■ Source data
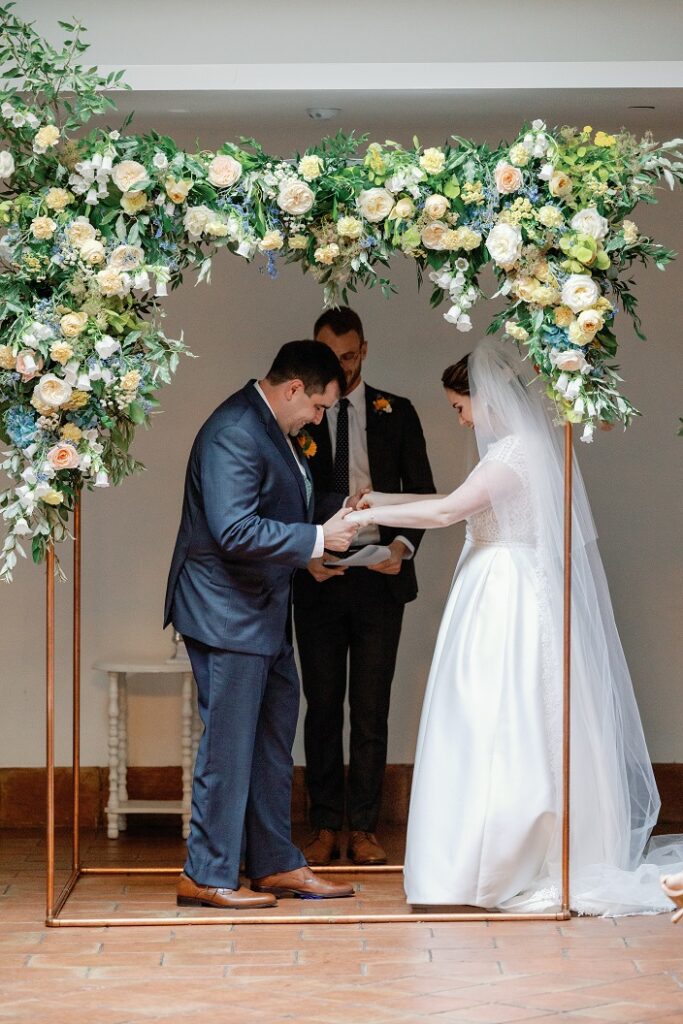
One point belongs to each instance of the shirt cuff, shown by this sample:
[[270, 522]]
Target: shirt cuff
[[318, 550], [411, 547]]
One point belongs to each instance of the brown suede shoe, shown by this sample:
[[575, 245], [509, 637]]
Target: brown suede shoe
[[301, 884], [322, 847], [364, 849], [189, 893]]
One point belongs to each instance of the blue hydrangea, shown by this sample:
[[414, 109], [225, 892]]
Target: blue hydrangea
[[20, 426]]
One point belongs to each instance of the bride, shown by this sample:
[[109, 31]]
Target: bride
[[485, 817]]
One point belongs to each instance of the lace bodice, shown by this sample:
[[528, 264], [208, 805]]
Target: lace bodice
[[483, 527]]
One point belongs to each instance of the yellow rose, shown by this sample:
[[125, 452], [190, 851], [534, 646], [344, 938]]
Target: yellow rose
[[42, 227], [349, 227], [432, 161], [310, 167], [70, 432], [61, 352], [270, 242], [73, 324], [177, 190], [57, 199], [133, 202], [53, 497]]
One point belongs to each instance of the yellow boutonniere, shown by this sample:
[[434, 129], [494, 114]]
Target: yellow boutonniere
[[306, 443], [382, 404]]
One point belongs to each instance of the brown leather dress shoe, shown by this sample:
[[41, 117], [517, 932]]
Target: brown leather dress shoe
[[301, 884], [189, 893], [364, 849], [322, 847]]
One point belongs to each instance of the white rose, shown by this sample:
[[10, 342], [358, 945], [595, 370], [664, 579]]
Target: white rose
[[6, 164], [505, 244], [570, 360], [295, 197], [310, 167], [432, 236], [52, 391], [92, 251], [196, 219], [580, 292], [224, 171], [435, 207], [127, 174], [107, 346], [590, 222], [375, 204]]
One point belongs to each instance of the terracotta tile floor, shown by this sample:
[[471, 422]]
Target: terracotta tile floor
[[591, 971]]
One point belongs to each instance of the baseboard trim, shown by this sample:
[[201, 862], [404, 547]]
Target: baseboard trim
[[23, 794]]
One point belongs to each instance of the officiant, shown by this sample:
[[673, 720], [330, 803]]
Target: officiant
[[348, 621]]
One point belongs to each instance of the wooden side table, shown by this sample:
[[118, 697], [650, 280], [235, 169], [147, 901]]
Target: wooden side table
[[119, 806]]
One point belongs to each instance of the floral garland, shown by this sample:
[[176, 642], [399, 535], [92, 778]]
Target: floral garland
[[98, 225]]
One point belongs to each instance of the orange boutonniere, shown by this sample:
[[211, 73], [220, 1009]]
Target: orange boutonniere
[[382, 404], [306, 443]]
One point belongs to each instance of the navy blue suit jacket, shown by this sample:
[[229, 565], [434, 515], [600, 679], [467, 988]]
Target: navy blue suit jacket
[[245, 528]]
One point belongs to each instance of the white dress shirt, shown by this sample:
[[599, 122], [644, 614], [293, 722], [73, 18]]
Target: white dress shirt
[[358, 461], [318, 549]]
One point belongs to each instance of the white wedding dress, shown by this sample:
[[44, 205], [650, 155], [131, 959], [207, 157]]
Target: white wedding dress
[[485, 816]]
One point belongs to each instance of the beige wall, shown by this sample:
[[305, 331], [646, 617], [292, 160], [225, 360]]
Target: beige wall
[[235, 326]]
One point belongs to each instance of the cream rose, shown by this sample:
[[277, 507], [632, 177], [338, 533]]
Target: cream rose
[[295, 197], [62, 456], [327, 254], [127, 174], [432, 161], [52, 391], [112, 282], [73, 324], [580, 292], [590, 222], [57, 199], [375, 204], [310, 167], [434, 236], [127, 257], [29, 365], [559, 184], [505, 244], [349, 227], [508, 178], [80, 230], [196, 219], [42, 227], [591, 322], [271, 242], [224, 171], [45, 138], [436, 206], [92, 251], [132, 203]]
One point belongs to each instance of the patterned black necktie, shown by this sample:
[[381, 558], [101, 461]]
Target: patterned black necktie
[[340, 478]]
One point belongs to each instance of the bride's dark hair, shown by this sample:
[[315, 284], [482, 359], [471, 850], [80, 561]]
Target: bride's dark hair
[[456, 378]]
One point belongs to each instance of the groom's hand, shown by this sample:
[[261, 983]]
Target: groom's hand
[[391, 566], [322, 572], [338, 534]]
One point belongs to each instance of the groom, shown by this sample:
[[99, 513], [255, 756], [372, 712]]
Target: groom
[[246, 526]]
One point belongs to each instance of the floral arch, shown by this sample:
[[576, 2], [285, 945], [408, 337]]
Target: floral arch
[[98, 224]]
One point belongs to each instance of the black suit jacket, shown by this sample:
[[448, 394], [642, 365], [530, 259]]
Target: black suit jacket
[[398, 461]]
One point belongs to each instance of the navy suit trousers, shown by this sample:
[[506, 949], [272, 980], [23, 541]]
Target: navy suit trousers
[[249, 705]]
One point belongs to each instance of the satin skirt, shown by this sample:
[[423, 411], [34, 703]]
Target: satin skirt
[[484, 802]]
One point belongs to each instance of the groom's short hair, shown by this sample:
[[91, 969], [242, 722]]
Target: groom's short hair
[[309, 361]]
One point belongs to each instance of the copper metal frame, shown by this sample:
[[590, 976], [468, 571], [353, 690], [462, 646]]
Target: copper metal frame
[[54, 906]]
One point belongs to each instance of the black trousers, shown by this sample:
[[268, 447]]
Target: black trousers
[[351, 630], [249, 705]]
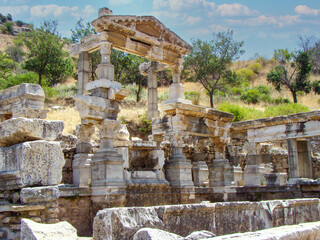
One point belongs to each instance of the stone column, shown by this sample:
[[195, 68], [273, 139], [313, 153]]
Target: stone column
[[220, 170], [83, 72], [151, 69], [152, 94], [176, 89], [107, 164], [105, 69], [252, 176], [81, 164], [178, 167], [300, 163]]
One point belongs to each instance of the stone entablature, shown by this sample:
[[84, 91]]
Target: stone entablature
[[144, 36], [24, 100]]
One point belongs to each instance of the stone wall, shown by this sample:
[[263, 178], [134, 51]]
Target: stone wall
[[78, 212], [219, 218], [67, 176], [310, 231]]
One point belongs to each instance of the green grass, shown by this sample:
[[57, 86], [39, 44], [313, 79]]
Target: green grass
[[242, 113]]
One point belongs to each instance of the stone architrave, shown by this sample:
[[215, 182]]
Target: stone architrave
[[31, 230], [24, 100], [18, 130], [31, 164], [83, 72]]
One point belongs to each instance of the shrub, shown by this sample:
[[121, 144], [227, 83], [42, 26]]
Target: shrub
[[280, 100], [146, 125], [163, 96], [19, 23], [7, 28], [251, 96], [240, 113], [236, 91], [246, 74], [255, 67], [66, 90], [10, 81], [285, 109], [193, 96], [263, 89]]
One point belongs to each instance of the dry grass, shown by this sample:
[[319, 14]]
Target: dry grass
[[132, 114], [69, 115]]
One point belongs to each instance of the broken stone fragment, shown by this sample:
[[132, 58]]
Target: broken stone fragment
[[39, 194], [155, 234], [37, 163], [31, 230], [18, 130]]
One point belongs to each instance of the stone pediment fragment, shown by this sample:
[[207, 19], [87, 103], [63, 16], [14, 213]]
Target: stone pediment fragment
[[18, 130]]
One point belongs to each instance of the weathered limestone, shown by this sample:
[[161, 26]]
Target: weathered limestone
[[219, 218], [308, 231], [31, 230], [18, 130], [252, 176], [295, 128], [83, 72], [155, 234], [182, 120], [24, 100], [31, 163], [81, 163], [198, 235], [150, 69], [39, 194]]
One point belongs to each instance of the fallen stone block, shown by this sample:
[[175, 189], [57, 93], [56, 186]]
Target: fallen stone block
[[31, 230], [18, 130], [122, 223], [37, 163], [155, 234], [24, 96], [39, 194]]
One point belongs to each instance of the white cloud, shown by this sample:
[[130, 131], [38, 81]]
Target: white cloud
[[235, 9], [266, 20], [304, 10], [119, 2], [14, 10], [56, 10], [177, 5], [87, 12], [158, 4], [193, 20], [53, 9], [217, 28]]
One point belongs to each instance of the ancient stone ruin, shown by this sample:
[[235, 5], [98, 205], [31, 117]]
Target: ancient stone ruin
[[198, 175]]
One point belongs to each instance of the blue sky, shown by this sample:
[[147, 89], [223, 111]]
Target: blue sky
[[264, 25]]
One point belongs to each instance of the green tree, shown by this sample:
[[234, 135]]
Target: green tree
[[46, 56], [15, 52], [6, 66], [133, 76], [292, 71], [7, 28], [210, 61]]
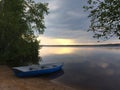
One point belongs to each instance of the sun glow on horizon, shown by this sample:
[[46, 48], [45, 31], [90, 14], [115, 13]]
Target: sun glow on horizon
[[55, 41]]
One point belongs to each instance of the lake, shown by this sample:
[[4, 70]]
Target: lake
[[85, 68]]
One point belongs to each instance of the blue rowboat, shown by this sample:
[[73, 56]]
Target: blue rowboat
[[35, 70]]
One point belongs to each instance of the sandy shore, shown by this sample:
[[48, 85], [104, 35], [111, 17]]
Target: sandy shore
[[8, 81]]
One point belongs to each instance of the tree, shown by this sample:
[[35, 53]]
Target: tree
[[20, 22], [105, 18]]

■ About this exercise
Exactly and only the lines from the line containing "Target: lake" through the last line of the entries should be copied, both ends included.

■ Response
Target: lake
[[85, 68]]
One point belongs to each instance of the blue rowboat, shown by this sample:
[[73, 56]]
Target: blue rowboat
[[35, 70]]
One point belongs to each instance of the sandy shore, shown by this sample:
[[48, 85], [104, 35], [111, 17]]
Target: sandy shore
[[8, 81]]
One point belongs to each instance of the tree, shown by this sample:
[[35, 53]]
Target: tree
[[20, 22], [105, 18]]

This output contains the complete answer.